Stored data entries
BEGIN

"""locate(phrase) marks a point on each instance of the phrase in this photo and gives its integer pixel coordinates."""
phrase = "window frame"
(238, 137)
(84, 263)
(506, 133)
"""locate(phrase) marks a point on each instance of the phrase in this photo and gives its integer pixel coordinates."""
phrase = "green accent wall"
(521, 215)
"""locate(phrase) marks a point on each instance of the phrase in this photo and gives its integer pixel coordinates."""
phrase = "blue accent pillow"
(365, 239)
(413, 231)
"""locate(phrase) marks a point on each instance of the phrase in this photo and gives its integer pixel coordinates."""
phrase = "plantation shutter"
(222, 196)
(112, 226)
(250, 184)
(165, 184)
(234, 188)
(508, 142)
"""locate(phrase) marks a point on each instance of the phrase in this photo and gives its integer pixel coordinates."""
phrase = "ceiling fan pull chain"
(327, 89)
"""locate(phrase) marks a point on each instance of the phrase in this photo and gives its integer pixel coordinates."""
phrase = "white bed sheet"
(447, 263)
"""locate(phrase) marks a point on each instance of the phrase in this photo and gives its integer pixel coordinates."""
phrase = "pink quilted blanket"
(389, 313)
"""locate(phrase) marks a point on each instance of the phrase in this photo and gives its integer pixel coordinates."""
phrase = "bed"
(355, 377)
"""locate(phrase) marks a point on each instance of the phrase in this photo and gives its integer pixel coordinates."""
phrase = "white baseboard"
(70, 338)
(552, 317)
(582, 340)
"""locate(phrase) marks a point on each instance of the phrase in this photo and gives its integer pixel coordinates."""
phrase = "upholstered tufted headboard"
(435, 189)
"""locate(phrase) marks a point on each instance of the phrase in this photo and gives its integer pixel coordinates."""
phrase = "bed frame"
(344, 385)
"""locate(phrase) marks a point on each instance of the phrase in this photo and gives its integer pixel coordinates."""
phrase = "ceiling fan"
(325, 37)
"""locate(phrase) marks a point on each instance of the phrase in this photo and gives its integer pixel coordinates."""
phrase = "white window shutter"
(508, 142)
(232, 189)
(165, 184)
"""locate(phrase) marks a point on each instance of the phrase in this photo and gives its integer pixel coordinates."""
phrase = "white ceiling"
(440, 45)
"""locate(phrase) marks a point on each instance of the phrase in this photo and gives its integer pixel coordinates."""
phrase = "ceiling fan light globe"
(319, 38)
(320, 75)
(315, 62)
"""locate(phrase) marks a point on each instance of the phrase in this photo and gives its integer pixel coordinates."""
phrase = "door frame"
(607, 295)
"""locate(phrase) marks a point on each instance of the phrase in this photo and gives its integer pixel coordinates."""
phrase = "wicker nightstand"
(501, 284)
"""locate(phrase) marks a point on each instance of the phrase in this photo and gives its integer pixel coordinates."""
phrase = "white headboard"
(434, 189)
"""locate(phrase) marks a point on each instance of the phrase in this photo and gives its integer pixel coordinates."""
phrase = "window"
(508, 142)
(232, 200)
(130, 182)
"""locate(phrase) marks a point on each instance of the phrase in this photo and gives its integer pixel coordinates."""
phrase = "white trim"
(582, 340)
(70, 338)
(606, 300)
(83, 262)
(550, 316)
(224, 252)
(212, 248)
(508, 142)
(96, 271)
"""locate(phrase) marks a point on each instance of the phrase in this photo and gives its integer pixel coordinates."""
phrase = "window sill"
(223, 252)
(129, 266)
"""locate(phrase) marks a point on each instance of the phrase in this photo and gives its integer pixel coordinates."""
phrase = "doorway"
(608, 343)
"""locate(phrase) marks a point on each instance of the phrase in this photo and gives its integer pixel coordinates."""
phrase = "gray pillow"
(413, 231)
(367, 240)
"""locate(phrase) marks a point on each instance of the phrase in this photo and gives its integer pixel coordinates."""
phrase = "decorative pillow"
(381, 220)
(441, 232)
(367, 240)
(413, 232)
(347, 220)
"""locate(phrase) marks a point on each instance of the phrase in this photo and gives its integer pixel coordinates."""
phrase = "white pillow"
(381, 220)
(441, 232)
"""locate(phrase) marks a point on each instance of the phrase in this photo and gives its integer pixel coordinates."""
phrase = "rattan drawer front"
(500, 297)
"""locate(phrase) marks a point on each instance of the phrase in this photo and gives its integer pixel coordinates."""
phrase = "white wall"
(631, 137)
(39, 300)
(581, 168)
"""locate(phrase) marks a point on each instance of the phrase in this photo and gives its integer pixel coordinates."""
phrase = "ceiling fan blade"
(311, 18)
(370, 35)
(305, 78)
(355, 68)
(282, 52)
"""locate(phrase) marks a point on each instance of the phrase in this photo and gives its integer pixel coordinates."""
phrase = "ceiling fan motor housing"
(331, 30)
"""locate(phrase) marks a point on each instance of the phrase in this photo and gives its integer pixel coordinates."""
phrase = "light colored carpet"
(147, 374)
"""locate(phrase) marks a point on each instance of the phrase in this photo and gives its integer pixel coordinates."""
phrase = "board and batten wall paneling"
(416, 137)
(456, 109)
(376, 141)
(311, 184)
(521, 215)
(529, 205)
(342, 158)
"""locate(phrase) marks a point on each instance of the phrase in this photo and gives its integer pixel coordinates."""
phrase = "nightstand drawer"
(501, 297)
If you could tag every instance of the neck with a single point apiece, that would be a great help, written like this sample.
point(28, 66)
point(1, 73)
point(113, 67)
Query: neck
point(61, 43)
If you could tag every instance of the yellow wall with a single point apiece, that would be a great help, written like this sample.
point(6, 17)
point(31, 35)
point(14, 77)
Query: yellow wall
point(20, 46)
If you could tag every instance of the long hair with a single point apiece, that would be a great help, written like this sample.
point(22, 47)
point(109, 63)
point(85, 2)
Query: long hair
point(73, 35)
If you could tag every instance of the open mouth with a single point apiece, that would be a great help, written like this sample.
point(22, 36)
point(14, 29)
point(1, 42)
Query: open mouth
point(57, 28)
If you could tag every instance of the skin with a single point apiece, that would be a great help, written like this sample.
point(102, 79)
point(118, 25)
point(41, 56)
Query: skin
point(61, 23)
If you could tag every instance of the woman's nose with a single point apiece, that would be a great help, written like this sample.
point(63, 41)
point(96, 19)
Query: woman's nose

END

• _Aim of the task_: Nothing but the lines from the one that contains "If you could tag every instance of the skin" through the last line of the entries should appear in your reply, each repeated exactly.

• _Result below_:
If you could tag every instance of the skin with a single point apiece, that would be a great help, written like this sample.
point(102, 79)
point(118, 25)
point(41, 56)
Query: skin
point(61, 23)
If you could tag every instance of the woman's nose with a single point apiece, that would be a great help, written like this sample.
point(63, 41)
point(96, 19)
Query: woman's nose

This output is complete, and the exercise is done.